(THE PROBLEM):
Rewrite every one of the rows below, putting "lobster" wherever "crab" appears and changing nothing else.

(DATA):

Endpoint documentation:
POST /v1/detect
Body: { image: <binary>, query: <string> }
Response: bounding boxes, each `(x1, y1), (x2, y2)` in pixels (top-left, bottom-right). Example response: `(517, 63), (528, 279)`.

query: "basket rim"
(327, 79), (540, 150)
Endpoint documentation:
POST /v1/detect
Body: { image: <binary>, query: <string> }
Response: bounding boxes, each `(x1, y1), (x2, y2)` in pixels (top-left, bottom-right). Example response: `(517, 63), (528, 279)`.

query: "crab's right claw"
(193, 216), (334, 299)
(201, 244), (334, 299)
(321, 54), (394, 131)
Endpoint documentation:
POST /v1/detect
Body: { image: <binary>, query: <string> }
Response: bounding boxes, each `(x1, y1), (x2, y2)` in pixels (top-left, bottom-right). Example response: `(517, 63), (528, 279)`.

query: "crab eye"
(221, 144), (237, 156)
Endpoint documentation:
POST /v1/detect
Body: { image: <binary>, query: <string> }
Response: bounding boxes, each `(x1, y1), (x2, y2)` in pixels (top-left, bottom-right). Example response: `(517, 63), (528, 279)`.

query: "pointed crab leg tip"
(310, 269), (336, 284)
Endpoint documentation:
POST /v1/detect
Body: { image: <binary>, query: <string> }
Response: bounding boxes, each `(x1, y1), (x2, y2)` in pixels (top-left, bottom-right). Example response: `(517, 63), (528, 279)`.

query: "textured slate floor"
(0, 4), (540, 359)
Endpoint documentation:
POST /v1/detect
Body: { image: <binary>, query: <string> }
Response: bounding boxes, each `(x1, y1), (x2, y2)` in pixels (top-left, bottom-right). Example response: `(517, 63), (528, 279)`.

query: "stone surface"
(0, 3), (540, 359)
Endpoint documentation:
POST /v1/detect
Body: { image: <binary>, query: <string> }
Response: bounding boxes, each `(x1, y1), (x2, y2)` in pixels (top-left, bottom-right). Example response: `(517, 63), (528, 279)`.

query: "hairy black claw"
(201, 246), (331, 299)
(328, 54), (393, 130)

(WRITTEN RESPONSE):
Endpoint documentation:
POST /v1/detect
Body: { image: <binary>, query: <string> }
Response: bounding boxes, each `(x1, y1), (x2, y2)` in pixels (top-left, bottom-right). Example response: `(517, 63), (528, 279)`.

query: "basket rim"
(327, 79), (540, 150)
Endpoint documentation:
POST /v1/detect
Body: { image: <binary>, query: <string> }
Response: bounding boxes, each `(x1, y1), (x2, y2)` in pixels (top-left, bottom-right). Example response: `(517, 63), (528, 279)`.

query: "lobster's right claw"
(193, 216), (334, 299)
(201, 244), (334, 299)
(321, 54), (394, 131)
Endpoint documentation:
POST /v1/detect
Body: { image: <binary>, query: <string> }
Response: bounding boxes, each `(x1, y1), (x2, y2)` in pixels (top-left, bottom-right). Example response: `(517, 63), (528, 279)`.

query: "lobster eye"
(221, 144), (237, 156)
Endpoint documentation:
POST /v1/detect
Body: { image: <binary>, query: <string> }
Response: bounding boxes, each `(x1, y1), (x2, y2)` in pixels (top-left, bottom-right). Example response: `(517, 63), (528, 279)`.

query: "pointed lobster leg tip"
(310, 269), (336, 284)
Endpoint documentation:
POST /v1/detect
Body: { image: <binary>, query: <string> }
Response: bounding boxes, each `(x1, y1), (x2, y2)` in pixels (top-left, bottom-right). Example response: `(517, 63), (528, 279)`.

query: "textured slate floor"
(0, 4), (540, 359)
Endpoint documentation:
POST /v1/detect
Body: { image: <binary>, query: <string> }
Response: bounding boxes, each `(x1, y1), (x2, y2)` in pixels (top-left, bottom-right). Example response: `(517, 63), (528, 279)`.

query: "stone surface"
(0, 3), (540, 359)
Endpoint documentation:
POST /v1/detect
Body: { image: <binary>, query: <string> }
Response: bounding boxes, each `(x1, y1), (x2, y2)` in pixels (top-left, bottom-right). Example response: `(517, 63), (528, 279)`.

query: "hairy black claw"
(201, 246), (331, 299)
(328, 54), (393, 130)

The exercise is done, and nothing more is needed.